### DATASET
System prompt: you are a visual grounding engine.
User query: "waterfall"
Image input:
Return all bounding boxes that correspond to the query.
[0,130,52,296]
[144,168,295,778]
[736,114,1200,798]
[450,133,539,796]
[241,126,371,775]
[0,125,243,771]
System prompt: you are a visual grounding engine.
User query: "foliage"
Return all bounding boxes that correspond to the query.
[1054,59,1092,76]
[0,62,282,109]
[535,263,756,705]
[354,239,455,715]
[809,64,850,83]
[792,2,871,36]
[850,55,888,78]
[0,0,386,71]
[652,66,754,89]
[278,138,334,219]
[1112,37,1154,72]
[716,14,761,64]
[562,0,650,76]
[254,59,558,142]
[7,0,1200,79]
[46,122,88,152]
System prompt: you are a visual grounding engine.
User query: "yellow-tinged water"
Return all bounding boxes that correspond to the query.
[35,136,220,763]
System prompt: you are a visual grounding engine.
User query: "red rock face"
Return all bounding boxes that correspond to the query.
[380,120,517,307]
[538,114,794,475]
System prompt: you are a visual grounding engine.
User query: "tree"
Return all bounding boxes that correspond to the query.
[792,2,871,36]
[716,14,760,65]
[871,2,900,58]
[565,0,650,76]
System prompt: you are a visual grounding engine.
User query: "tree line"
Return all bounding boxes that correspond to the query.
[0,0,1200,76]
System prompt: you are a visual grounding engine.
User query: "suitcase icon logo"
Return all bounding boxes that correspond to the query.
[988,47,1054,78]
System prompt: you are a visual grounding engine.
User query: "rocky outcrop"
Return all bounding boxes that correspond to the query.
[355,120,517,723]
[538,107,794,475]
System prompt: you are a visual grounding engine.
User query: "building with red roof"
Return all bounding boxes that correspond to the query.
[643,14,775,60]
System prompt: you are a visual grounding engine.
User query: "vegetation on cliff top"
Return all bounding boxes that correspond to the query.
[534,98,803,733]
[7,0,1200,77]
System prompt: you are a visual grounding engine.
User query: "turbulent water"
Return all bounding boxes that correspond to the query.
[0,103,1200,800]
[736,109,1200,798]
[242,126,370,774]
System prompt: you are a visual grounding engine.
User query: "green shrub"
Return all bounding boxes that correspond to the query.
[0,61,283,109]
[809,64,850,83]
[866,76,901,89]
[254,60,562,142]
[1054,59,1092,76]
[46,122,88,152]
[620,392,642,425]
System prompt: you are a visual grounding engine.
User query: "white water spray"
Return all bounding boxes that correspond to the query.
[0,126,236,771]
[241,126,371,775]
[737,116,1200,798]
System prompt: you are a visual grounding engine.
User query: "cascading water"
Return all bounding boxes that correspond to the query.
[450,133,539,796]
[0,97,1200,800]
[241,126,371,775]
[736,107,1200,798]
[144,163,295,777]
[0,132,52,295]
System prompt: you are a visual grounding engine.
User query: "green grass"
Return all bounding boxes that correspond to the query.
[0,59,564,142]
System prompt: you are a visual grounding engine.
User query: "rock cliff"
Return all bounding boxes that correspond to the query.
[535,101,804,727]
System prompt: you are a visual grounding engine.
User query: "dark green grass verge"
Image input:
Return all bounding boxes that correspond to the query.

### CHALLENGE
Please count the lines in the records above that contain the string "grass". Give only the number.

### WRITTEN ANSWER
2